EXERCISE DESCRIPTION:
Check every line of the data below for "raised". Copy each one that has it.

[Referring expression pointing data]
■ ■ ■ ■ ■ ■ ■

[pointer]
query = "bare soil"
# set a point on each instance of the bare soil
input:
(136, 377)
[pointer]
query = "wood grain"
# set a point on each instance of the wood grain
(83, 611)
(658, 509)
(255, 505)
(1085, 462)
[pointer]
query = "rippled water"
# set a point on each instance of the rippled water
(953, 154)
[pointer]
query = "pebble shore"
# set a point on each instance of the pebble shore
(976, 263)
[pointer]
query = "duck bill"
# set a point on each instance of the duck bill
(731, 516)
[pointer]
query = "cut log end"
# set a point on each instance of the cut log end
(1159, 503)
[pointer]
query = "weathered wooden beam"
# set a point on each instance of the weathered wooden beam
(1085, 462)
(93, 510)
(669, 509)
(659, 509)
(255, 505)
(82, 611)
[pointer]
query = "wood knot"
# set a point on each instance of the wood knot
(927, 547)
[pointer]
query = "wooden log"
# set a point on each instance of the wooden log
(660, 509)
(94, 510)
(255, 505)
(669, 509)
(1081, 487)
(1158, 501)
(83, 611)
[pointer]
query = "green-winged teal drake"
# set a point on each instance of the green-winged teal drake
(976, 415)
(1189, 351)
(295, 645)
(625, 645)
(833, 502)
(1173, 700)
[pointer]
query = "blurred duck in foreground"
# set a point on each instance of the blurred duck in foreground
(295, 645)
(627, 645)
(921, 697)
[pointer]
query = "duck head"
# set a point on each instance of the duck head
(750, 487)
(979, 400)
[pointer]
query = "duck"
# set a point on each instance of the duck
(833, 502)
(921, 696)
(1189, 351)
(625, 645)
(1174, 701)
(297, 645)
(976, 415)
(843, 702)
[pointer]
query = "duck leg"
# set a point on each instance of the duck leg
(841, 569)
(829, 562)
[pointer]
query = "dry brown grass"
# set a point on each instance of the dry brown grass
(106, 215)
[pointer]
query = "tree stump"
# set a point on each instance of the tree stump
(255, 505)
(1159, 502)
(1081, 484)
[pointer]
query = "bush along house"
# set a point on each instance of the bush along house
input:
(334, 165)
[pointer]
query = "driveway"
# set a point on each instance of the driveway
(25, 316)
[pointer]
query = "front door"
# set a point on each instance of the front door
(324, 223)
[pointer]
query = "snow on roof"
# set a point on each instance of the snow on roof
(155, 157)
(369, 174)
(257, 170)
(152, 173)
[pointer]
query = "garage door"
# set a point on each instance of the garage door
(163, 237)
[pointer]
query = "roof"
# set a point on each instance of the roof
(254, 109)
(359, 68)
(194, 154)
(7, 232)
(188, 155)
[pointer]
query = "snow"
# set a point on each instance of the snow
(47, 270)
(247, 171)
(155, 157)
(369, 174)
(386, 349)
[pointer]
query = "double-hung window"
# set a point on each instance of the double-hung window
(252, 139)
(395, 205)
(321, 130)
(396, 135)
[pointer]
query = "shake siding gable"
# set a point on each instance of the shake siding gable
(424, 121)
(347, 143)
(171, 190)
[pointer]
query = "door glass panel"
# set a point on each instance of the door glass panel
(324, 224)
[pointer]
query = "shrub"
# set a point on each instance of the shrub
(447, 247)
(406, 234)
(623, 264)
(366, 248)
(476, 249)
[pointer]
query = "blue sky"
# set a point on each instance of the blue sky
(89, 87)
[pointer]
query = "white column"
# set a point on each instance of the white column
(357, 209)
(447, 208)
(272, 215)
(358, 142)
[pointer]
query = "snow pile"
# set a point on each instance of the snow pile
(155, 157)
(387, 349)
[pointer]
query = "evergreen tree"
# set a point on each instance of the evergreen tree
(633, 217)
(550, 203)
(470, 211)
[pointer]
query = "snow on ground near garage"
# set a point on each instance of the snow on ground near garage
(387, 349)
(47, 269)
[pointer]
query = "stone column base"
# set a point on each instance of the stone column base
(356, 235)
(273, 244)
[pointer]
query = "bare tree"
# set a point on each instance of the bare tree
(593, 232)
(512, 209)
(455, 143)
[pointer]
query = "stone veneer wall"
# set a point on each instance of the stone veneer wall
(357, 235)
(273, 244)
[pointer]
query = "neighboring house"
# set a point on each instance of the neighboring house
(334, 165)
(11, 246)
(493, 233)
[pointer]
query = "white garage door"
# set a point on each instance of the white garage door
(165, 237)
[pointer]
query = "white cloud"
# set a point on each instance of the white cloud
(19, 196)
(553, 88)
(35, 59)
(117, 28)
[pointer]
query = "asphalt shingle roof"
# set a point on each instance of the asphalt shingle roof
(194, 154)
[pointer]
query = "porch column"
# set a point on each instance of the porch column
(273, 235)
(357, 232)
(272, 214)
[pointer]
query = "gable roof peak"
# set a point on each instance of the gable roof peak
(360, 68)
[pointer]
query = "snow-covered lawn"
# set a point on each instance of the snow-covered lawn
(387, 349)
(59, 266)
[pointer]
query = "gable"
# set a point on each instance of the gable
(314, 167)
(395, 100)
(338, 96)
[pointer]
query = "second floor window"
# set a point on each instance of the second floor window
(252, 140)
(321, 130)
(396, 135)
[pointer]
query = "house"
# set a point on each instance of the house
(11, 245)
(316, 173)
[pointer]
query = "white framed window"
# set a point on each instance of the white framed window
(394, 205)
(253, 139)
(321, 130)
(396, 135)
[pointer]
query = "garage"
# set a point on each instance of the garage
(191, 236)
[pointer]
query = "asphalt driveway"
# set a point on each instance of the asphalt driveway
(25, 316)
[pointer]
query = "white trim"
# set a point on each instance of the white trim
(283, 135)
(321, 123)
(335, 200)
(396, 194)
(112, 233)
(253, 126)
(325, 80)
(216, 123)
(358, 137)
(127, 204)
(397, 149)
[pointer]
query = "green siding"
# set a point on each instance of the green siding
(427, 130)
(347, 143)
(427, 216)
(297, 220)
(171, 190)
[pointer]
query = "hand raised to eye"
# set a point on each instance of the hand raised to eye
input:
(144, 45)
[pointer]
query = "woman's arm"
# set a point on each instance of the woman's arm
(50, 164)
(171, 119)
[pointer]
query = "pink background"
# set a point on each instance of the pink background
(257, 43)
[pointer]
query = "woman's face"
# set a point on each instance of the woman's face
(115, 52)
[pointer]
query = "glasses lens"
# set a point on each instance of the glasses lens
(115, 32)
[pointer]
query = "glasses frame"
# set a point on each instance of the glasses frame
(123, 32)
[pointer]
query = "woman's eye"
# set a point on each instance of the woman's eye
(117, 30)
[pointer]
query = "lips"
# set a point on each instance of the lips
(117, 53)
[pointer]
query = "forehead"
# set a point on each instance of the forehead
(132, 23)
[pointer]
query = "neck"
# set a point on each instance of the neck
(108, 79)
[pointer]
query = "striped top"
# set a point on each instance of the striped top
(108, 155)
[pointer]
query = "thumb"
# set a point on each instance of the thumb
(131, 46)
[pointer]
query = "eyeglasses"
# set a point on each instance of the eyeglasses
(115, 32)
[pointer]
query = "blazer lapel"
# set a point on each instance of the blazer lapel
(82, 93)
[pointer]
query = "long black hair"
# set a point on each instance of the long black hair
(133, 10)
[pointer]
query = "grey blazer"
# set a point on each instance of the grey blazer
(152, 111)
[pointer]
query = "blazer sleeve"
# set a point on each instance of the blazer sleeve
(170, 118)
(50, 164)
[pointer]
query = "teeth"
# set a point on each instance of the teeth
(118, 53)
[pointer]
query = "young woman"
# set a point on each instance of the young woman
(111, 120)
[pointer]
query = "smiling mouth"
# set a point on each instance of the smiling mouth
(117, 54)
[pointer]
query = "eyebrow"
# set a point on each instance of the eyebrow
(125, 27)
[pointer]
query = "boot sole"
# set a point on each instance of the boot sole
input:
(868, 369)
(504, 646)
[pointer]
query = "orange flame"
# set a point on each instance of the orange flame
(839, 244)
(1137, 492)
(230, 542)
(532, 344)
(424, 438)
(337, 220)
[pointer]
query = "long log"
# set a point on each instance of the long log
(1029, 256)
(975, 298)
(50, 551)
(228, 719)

■ ■ ■ ■ ■ ■ ■

TASK OUTPUT:
query = "hand raised to eye"
# set a point on each instance of the hand raised to eye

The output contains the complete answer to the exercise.